### [Task prompt]
Here, the job is to give back every entry below unchanged, omitting pictures.
BEGIN
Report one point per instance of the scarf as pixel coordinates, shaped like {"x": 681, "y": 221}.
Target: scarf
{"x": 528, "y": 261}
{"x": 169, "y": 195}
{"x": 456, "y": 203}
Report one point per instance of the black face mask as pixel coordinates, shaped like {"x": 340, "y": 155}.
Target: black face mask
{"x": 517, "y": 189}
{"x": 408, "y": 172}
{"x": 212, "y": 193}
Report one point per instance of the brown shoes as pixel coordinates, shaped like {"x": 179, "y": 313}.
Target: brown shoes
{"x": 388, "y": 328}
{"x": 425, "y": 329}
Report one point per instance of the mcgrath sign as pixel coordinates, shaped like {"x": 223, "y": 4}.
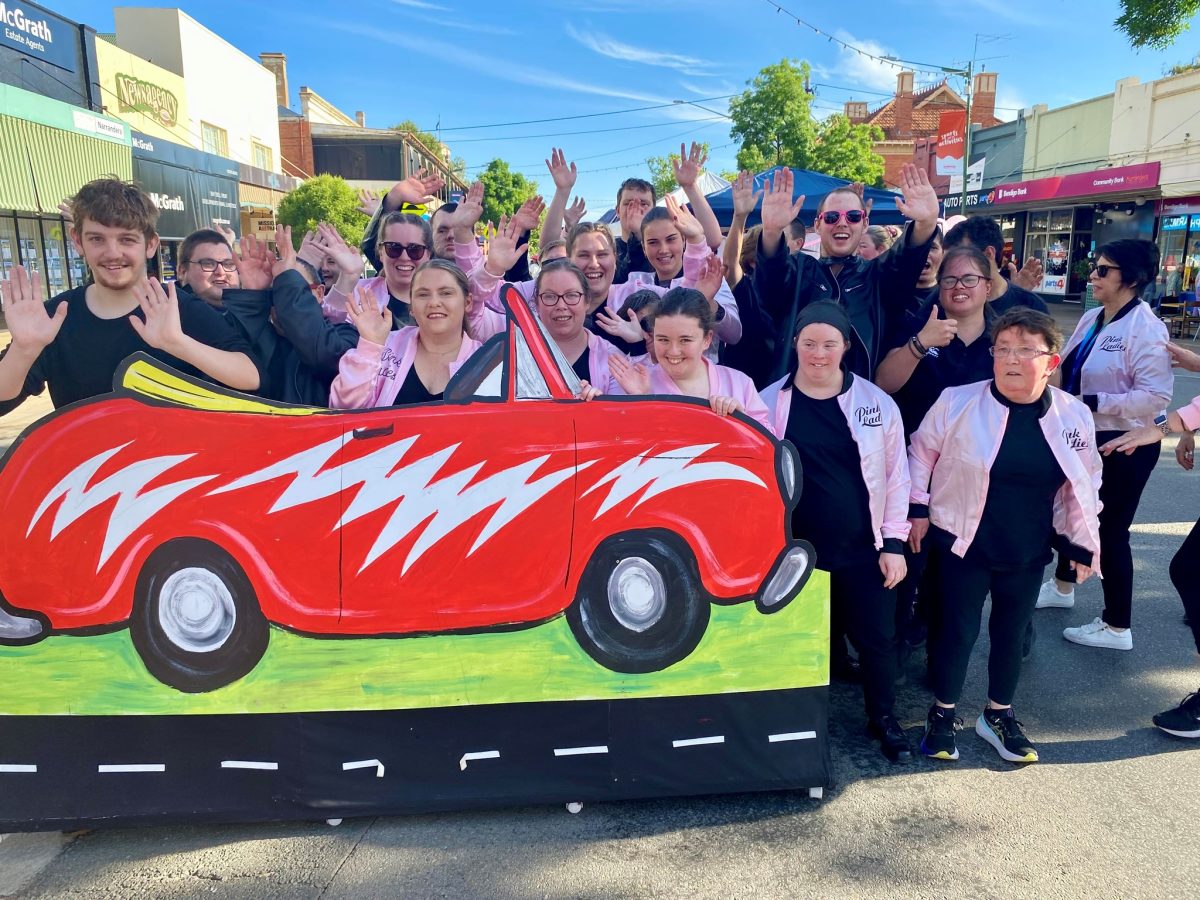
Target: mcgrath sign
{"x": 39, "y": 33}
END
### [Exercise answer]
Report one point per instance of the scarf as pixel coordinates, shaped like {"x": 681, "y": 221}.
Target: scarf
{"x": 528, "y": 261}
{"x": 169, "y": 195}
{"x": 456, "y": 203}
Report one point per instance of the black face mask as pixel coordinates, shaped like {"x": 340, "y": 155}.
Target: black face mask
{"x": 517, "y": 189}
{"x": 408, "y": 172}
{"x": 212, "y": 193}
Report one point per instance of the brown shoes as pixel coordinates, shaped like {"x": 179, "y": 313}.
Target: brown shoes
{"x": 388, "y": 328}
{"x": 425, "y": 329}
Report one point per instance of the mcgrath sign as pixel coordinates, shaped like {"x": 223, "y": 4}.
Target: mcgrath sign
{"x": 39, "y": 33}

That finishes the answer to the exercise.